> [待完成任务]
1. 从这篇创作谈中原样返回一段文字：从含有“青年艺术家创作谈丨许汉枭”的那句开始，到“终形成的集体意志的内在骨架。”为止。
2. 在这篇创作谈中，《觉醒之舟》里的“纸舟”是用哪些书刊的残页构筑的？
3. 用两句话概括这篇创作谈。

> [所给文本]
>>
青年艺术家创作谈丨许汉枭
更新时间:2025-12-18 10:29 浏览量:2
刀锋下的记忆与重构:
我的主题性版画探索之路
我站在工作室的窗前,看着窗外的银杏叶飘落,手中握着一块刚刚刻好的梨木板。木屑的清香与油墨的涩味在空气中交织——这是我十年来最熟悉的气息。作为一位从事版画创作与教学的高校教师,我一直在思考:主题创作如何摆脱符号化的重复,如何在与历史对话的同时,注入当代人的生命体验?
《觉醒之舟》系列:以刀为笔、以色为思的精神重构
《觉醒之舟》系列作品并非对历史原型的复刻,而是一场以套色木刻为媒介的、冷静而深刻的视觉思辨。作品的核心意象,是一艘由20世纪初各类进步书刊——如《新青年》、《共产党宣言》(早期译本)、《湘江评论》的残页——经折叠、穿插而构筑的“纸舟”。它放弃了对“红船”物理形态的忠实摹写,转而抽取其作为“思想载体”与“精神航船”的本质。每一片纸页的折痕,既是具体历史文献的物理痕迹,也隐喻着理论被接受、实践与传播过程中的曲折与坚韧;纸张层层叠加所形成的结构,象征着思想的累积、碰撞与最终形成的集体意志的内在骨架。
<<
> [原始资料]
>>
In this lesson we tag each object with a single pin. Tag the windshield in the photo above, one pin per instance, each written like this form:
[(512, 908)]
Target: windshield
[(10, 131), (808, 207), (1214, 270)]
<<
> [任务答案]
1.
青年艺术家创作谈丨许汉枭
更新时间:2025-12-18 10:29 浏览量:2
刀锋下的记忆与重构:
我的主题性版画探索之路
我站在工作室的窗前,看着窗外的银杏叶飘落,手中握着一块刚刚刻好的梨木板。木屑的清香与油墨的涩味在空气中交织——这是我十年来最熟悉的气息。作为一位从事版画创作与教学的高校教师,我一直在思考:主题创作如何摆脱符号化的重复,如何在与历史对话的同时,注入当代人的生命体验?
《觉醒之舟》系列:以刀为笔、以色为思的精神重构
《觉醒之舟》系列作品并非对历史原型的复刻,而是一场以套色木刻为媒介的、冷静而深刻的视觉思辨。作品的核心意象,是一艘由20世纪初各类进步书刊——如《新青年》、《共产党宣言》(早期译本)、《湘江评论》的残页——经折叠、穿插而构筑的“纸舟”。它放弃了对“红船”物理形态的忠实摹写,转而抽取其作为“思想载体”与“精神航船”的本质。每一片纸页的折痕,既是具体历史文献的物理痕迹,也隐喻着理论被接受、实践与传播过程中的曲折与坚韧;纸张层层叠加所形成的结构,象征着思想的累积、碰撞与最终形成的集体意志的内在骨架。

2. 用20世纪初的进步书刊残页，如《新青年》、《共产党宣言》（早期译本）和《湘江评论》。

3. 作者是从事版画创作与教学的高校教师，一直在思考主题创作如何摆脱符号化的重复，并在与历史对话时注入当代人的生命体验。其套色木刻系列《觉醒之舟》用20世纪初进步书刊残页折叠、穿插成一艘“纸舟”，不忠实摹写“红船”的外形，而取其“思想载体”与“精神航船”的本质；纸页的折痕和层层叠加的结构，隐喻思想传播的曲折与坚韧，以及思想的累积和集体意志的形成。